→ **EXERCISE REQUIREMENTS**:
A – In the stealth camping guide, what other names are given for stealth camping?
B – Pick up the stealth camping guide where its final line leaves off.

→ **DOCUMENT PASSAGE**:
What is stealth camping?
Stealth camping is camping in a public or private area in a way that allows you to set up one night and pack up and leave the next day without your presence there being detected.
Stealth camping can be done legally and illegally (preferably legally).
Here is a guide of the why’s and how’s and what you need’s to become a knowledgeable and prepared stealth camper.
Why Stealth Camping?
Why do people stealth camp?
People typically stealth camp as a form of recreation. You might find a hiker, cyclist, kayaker, or other outdoor adventurers partaking in the act of stealth camping; also known as free camping, wild camping, and ninja camping.
Most stealth campers get a thrill from setting up camp and then packing it away before the rest of civilization wakes up without anyone being the wiser. Sometimes campers get caught, and sometimes not.
Typically, people are accepting of stealth campers if they are open, honest, and friendly. Here is a great source with some frequently asked questions and information.
Where to Stealth Camp?

(Entries drawn from a collection)
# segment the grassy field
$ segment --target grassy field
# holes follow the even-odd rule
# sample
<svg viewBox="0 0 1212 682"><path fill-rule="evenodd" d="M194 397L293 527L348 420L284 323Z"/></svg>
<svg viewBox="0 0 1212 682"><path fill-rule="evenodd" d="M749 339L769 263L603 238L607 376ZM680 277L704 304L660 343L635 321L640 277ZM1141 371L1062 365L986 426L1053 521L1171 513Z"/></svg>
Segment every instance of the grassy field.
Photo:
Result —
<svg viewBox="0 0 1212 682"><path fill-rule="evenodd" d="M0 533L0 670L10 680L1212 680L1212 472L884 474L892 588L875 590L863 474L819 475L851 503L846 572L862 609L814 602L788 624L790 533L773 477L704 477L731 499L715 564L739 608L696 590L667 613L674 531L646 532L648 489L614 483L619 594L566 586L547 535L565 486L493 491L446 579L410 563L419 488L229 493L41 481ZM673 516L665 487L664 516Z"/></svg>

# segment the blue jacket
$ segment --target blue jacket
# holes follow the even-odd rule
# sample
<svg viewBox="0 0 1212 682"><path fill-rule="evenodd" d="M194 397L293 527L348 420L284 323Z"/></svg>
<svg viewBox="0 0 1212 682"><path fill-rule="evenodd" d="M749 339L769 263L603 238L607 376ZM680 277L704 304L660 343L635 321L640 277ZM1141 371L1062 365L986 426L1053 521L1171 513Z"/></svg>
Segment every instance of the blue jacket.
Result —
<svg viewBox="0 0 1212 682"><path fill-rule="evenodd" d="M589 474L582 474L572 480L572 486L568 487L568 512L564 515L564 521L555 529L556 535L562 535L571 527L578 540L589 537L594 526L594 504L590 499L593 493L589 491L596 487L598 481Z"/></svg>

→ **IN RESPONSE**:
A – Free camping, wild camping, and ninja camping.

B –
Set up camp up high on a hill, if possible, especially if camping close to the road. People are generally lazy so they will be less likely to happen across your camp if the trek to it is more difficult. You can also look down from your camping spot to see if anyone is approaching from below.
Use shadows to your advantage. You can hide in bushes or under trees that cast dark shadows regardless of where the sun is. The best time to set up camp is just before dark, so you avoid the people that are still out and about for the day, but you are able to scout and set up your location before it becomes too difficult to see.
You aren’t necessarily looking for a scenic place to set up because the goal is to blend in rather than stand out.
Easy/Fast Set Up and Take Down
When you are stealth camping low visibility is essential. You want to be able to set up within a few minutes. Most stealth campers don’t worry about food when camping, they try to eat before they set up.
You could get a small simple earth-green tent or tarp, or sleep under the stars in a bivy sack. Stealth camping isn’t always fool-proof; sometimes you get “caught” (even if you are legally camping), so you will need to be flexible, quick, and quiet.
You might get caught or asked to leave, so being able to pack up in a moments notice is important.
Where NOT to Stealth Camp?
Avoid stealth camping too close to moving water, or even a dry creek bed. It takes moments for flash flooding to occur or for a river to rise to dangerous-to-you levels.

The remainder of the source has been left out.